Image-grounded pointing data:
▼▼▼

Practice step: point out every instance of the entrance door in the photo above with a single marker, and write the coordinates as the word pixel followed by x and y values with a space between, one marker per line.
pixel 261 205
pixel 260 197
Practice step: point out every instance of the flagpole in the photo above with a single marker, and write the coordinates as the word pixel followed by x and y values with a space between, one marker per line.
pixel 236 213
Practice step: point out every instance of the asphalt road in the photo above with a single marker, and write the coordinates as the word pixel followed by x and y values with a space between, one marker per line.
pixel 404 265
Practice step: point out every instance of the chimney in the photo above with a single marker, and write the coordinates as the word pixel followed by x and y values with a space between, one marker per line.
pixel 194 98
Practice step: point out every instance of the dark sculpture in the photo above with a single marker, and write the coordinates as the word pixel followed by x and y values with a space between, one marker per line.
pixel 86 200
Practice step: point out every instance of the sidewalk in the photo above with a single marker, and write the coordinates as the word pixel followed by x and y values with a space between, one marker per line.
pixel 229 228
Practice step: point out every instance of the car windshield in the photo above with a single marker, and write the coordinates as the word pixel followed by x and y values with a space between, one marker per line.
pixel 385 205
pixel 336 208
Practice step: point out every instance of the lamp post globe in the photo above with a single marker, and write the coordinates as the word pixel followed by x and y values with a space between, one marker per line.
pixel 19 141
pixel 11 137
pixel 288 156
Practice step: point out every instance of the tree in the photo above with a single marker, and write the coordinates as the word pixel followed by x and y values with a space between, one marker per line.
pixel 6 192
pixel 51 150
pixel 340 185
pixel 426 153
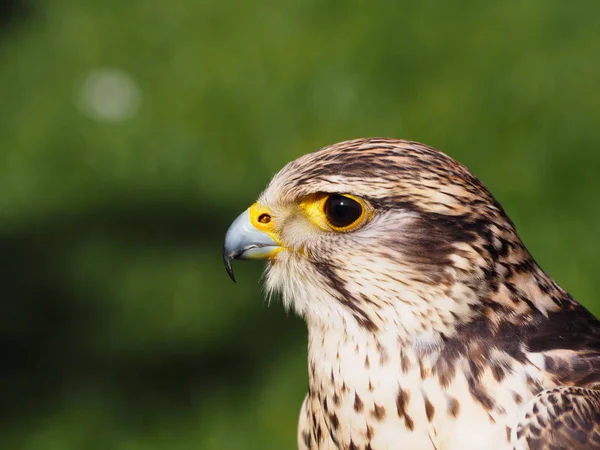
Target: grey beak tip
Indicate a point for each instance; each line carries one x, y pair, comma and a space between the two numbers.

▲▲▲

# TASK BRIEF
For this exercise, return the data above exactly and leave every picture out.

# RESULT OF THE TASK
Practice step: point out every instance of the entrance door in the photo above with a single marker, and write the coordinates as the word pixel followed by x and y values with a space between, one marker per line.
pixel 261 205
pixel 260 197
Practice step: point out every instance of the flagpole in the photo above with a single marker, and write the coordinates as the word pixel followed by x and y values with a space between, one marker per line.
pixel 236 213
Practice step: point out every instance of the asphalt road in the photo above with a single marker, and write the coordinates as the word pixel followed by x and y values with a space between, one marker per line.
pixel 404 265
Practice step: point out every instance of the chimney in the photo above with a single marker, and write the coordinates as the word pixel followed by x and y values with a space between, one marker per line.
pixel 194 98
Practice step: point out every instance of the dark sculpture in the photo above with a single marker, and write the coordinates as the word pixel followed by x and y values with a space between, one marker per line.
pixel 86 200
Practice step: point out every instance of the sidewalk in the photo above with a single marker, and write the coordinates as the word pixel followed by x and y values with a space between, one marker per line.
pixel 229 228
Practice step: point out every instance of the car windshield in the photo above with a single marker, and write the coordinates as the word pixel followed by x and y values with a space between, one marker per line.
pixel 385 205
pixel 336 208
Practice step: point out every instance of the lamp post globe in the photo above with a single marker, and write the coordinates as the word pixel followed by x and y values with a space between, one marker per line.
pixel 19 141
pixel 11 137
pixel 288 156
Practice step: point out every instance of the tree in the photo above with a single marker, and write the coordinates as the word pixel followed by x and y values with a space between, one marker per line.
pixel 6 192
pixel 51 150
pixel 340 185
pixel 426 153
Target: grey beak tip
Indicate a point for each instance; each line carries one x, y pair, comma and a space between the two numbers.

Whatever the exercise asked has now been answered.